**Available records:**
+ + +

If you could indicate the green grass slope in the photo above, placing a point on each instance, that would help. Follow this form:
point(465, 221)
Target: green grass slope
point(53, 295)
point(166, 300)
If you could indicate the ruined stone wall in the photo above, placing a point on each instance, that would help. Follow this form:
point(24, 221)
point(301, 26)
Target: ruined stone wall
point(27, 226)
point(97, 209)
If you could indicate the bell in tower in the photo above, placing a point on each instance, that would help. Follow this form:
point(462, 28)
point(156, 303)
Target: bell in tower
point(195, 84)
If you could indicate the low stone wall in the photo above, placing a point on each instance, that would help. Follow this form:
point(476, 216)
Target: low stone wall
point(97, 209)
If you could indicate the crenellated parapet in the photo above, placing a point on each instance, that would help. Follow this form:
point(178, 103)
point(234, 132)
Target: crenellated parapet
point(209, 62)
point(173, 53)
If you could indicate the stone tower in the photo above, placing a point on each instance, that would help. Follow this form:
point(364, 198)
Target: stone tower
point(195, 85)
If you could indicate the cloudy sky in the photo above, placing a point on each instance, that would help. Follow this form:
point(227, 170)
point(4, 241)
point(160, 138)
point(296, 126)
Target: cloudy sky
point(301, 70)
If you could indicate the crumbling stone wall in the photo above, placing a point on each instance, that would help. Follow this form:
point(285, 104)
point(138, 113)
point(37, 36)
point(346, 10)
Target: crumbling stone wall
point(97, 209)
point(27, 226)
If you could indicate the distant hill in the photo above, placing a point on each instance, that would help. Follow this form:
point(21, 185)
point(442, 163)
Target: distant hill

+ + +

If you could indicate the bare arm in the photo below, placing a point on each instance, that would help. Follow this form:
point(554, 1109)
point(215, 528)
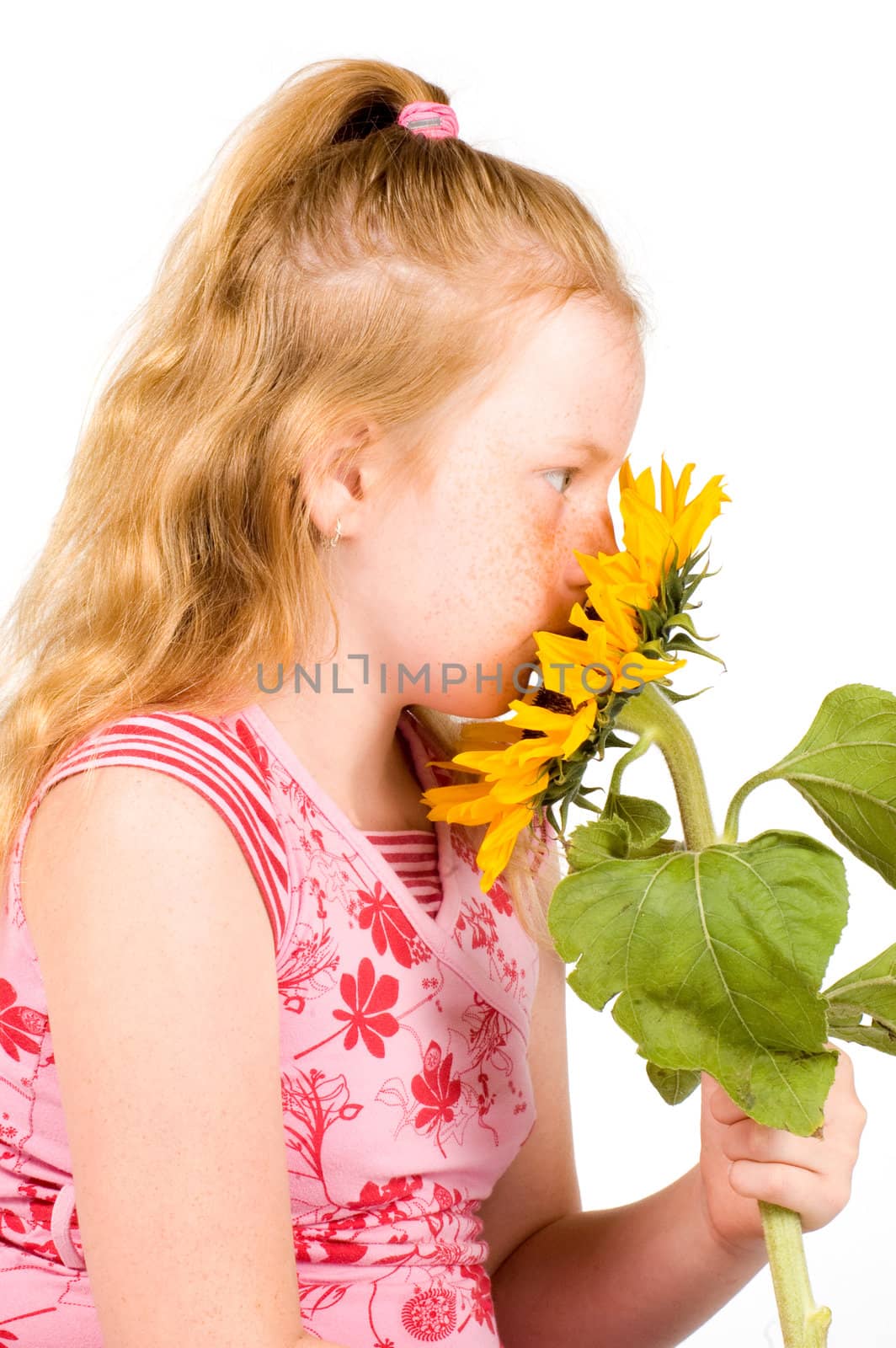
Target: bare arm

+ + +

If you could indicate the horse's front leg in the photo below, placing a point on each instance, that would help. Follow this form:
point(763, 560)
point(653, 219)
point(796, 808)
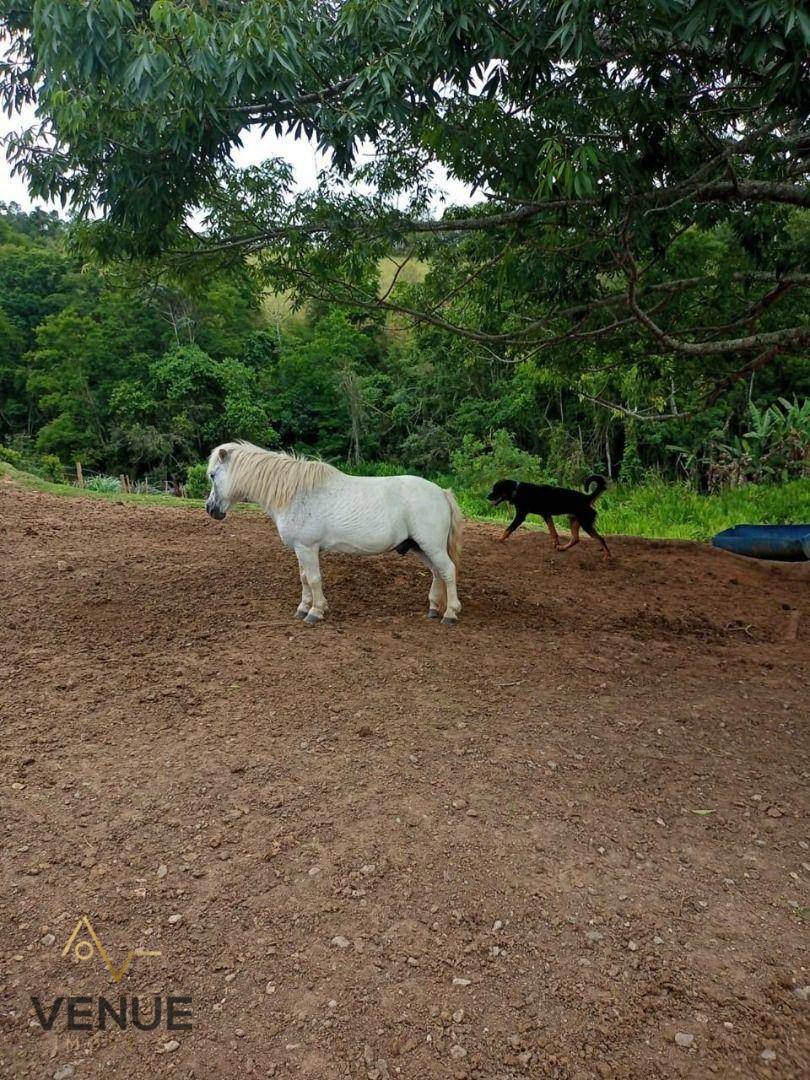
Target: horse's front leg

+ + +

**Your instructions:**
Note each line of the entries that has "distant" in it, and copy those lines.

**The answer:**
If you could indicate the distant hill in the photo above, placing a point on each instance, that would help. Follow this form:
Target: distant hill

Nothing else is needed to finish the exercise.